» Conjunto de tareas
1) Conteste estas preguntas sobre el fragmento acerca del valor literario:
(a) ¿Qué decían los colegas de Yale sobre la literatura de América Latina?
(b) ¿Qué elementos componen lo cotidiano en el que entran las nuevas literaturas?
(c) ¿Entre qué dos cosas distinguía la narración clásica?
2) Prosiga el fragmento sobre el valor literario a partir de donde termina.

» Fragmento para leer
----
Yo creo que hay que reformularlo. A mí como lectora me gusta todo: me
encanta "El Quijote" y también me encantan las prácticas de hoy. Me
gusta la práctica literaria: que me cuenten algo, ver funcionar una lengua para
construir mundos. Pero creo que lo que hace realmente mal es el dogmatismo.
Decir: "hasta acá es la gran literatura, y de acá en adelante es una
porquería". Tenía colegas en Yale que decían que después del "boom" no había
habido buena literatura en América Latina. Y estoy totalmente en desacuerdo. Deberíamos discutir de nuevo qué es el valor
literario, porque si cambia la literatura, cambia el valor, obviamente. ¿A qué
llamamos hoy valor? ¿A la contemplación de destinos, a la existencia de un
marco, a las relaciones especulares, al libro dentro del libro, a la densidad
verbal, a las duplicaciones internas, las recursividades, los paralelismos, las
paradojas, las citas y referencias, a todo eso que califica a la llamada gran
literatura? Ahora quizá no encontrás eso, pero encontrás otras cosas muy
valiosas.
¿Por ejemplo?
Estas nuevas literaturas fabrican presente y esa es una de sus políticas. Salen
de la literatura y entran a la realidad de lo cotidiano, donde lo cotidiano es
la televisión, los blogs, el email, internet, etcétera. Esa realidad cotidiana
no es la realidad histórica del pensamiento realista y de su historia política
y social, sino una realidad producida por los medios y las tecnologías. Una
realidad que no requiere ser representada porque ella misma es pura
representación. La narración clásica distinguía claramente entre lo histórico como
"real" y lo "literario" como fábula, mito, alegoría o
subjetividad, y producía una tensión entre ambos: la ficción era esa tensión.
----
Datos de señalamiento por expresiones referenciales

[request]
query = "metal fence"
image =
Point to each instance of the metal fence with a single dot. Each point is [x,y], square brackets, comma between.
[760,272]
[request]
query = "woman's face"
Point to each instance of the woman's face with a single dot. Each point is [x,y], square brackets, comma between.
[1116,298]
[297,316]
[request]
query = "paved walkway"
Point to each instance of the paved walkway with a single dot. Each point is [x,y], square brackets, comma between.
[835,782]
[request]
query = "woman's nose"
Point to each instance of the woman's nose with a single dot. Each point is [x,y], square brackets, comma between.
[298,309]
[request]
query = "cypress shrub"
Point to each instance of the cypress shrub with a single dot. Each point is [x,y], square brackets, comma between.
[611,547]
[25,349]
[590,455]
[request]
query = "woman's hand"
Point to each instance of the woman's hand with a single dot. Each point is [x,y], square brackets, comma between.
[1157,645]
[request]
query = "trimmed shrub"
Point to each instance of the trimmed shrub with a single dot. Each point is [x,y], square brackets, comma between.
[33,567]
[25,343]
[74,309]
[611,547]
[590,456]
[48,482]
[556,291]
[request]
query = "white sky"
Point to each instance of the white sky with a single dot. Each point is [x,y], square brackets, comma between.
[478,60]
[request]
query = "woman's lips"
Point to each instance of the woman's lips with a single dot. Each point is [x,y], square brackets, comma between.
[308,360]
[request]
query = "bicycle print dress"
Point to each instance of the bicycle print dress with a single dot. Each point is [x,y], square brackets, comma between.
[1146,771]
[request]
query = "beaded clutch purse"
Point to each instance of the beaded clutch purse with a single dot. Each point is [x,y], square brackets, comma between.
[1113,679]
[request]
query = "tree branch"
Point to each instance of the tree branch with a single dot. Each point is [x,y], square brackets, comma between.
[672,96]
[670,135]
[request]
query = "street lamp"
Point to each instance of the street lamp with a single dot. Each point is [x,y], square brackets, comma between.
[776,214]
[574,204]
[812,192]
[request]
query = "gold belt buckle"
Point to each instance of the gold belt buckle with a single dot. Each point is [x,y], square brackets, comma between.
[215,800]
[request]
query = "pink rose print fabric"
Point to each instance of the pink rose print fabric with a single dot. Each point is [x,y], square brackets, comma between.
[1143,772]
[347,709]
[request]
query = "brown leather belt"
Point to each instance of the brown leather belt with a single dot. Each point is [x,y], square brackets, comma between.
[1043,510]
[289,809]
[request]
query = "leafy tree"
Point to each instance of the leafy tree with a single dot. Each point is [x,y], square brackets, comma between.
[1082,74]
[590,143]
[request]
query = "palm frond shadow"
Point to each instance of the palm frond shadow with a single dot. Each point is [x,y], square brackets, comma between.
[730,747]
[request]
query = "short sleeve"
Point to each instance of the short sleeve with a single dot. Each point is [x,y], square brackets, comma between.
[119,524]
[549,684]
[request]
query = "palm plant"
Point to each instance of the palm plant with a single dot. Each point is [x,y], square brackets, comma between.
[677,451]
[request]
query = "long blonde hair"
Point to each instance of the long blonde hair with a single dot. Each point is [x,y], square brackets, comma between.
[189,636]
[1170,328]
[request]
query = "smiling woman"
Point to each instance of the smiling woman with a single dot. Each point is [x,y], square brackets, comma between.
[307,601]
----
» Respuestas
1)
(a) Decían que después del "boom" no había habido buena literatura en América Latina.
(b) Lo componen la televisión, los blogs, el email, internet, etcétera.
(c) Distinguía entre lo histórico como "real" y lo "literario" como fábula, mito, alegoría o subjetividad.

2)
La ficción era la realidad histórica -política y social- pasada por un mito,
una fábula, una subjetividad. El realismo cotidiano, en cambio, se nutre, por
un lado, de la repetición: el ritual de la comida, la escena del día a día. Y
por otro, del "flash" del instante, el accidente, el acontecimiento; la gente
común que un día se entera que tiene cáncer, o que vende la casa, o que se
separa: esos momentos de cualquiera que dividen la vida en dos. Esto nos habla de
otra vivencia del tiempo, de una nueva temporalidad y una nueva conciencia
histórica: la del instante que parte el tiempo, y está como fuera de la
Historia con mayúsculas.
Usted dice que piensa utópicamente la
imaginación pública como un trabajo social, anónimo y colectivo. Pero dice
también que hay imperialismos e Imperio; es decir, que en esta fábrica del
presente y de realidad hay desigualdades, hay por decir así proletarios de la
imaginación pública, hay explotación. ¿Cómo pensar esa dimensión?
Sí, para mí la imaginación pública es un territorio utópico, pero por supuesto
existe la explotación: los que trabajan en toda la red que produce el presente
son explotados. Yo pienso como si ya hubiera ocurrido la liberación y esa
creación de presente, de afectos, de creencias, de vidas cotidianas, fuera un
trabajo libre de todos, como si ya no hubiera opresión. Es una posición
totalmente utópica: me interesa pensar si desde ahí puedo captar algo, porque
es la otra cara de la ambivalencia. Pero en la realidad lo que ocurre es la
desigualdad más brutal, porque la globalización viene con una diferenciación tremenda:
produce cientos de miles de pobres que están pataleando en el barro; condensa
en el presente una suerte de historia de la humanidad, desde los hombres de las
cavernas hasta el tipo que está conectado a internet las 24 horas, con sus
migraciones, sus desplazamientos forzosos... Sí: lo que podríamos llamar la
explotación, la injusticia, el imperio y el imperialismo son brutales. Esa es
la cara que muestra la utopía realizada del liberalismo, la contracara de mi
utopía.
Si bien su libro tiene una
impronta política muy crítica, por otro lado es un texto que juega todo el
tiempo con lo ficcional, como si plantease que lo íntimo también es político y
que la ficción es la forma en que eso se expresa.
Trato de trabajar con fusiones. En todo el sentido de la palabra. Con-fusiones.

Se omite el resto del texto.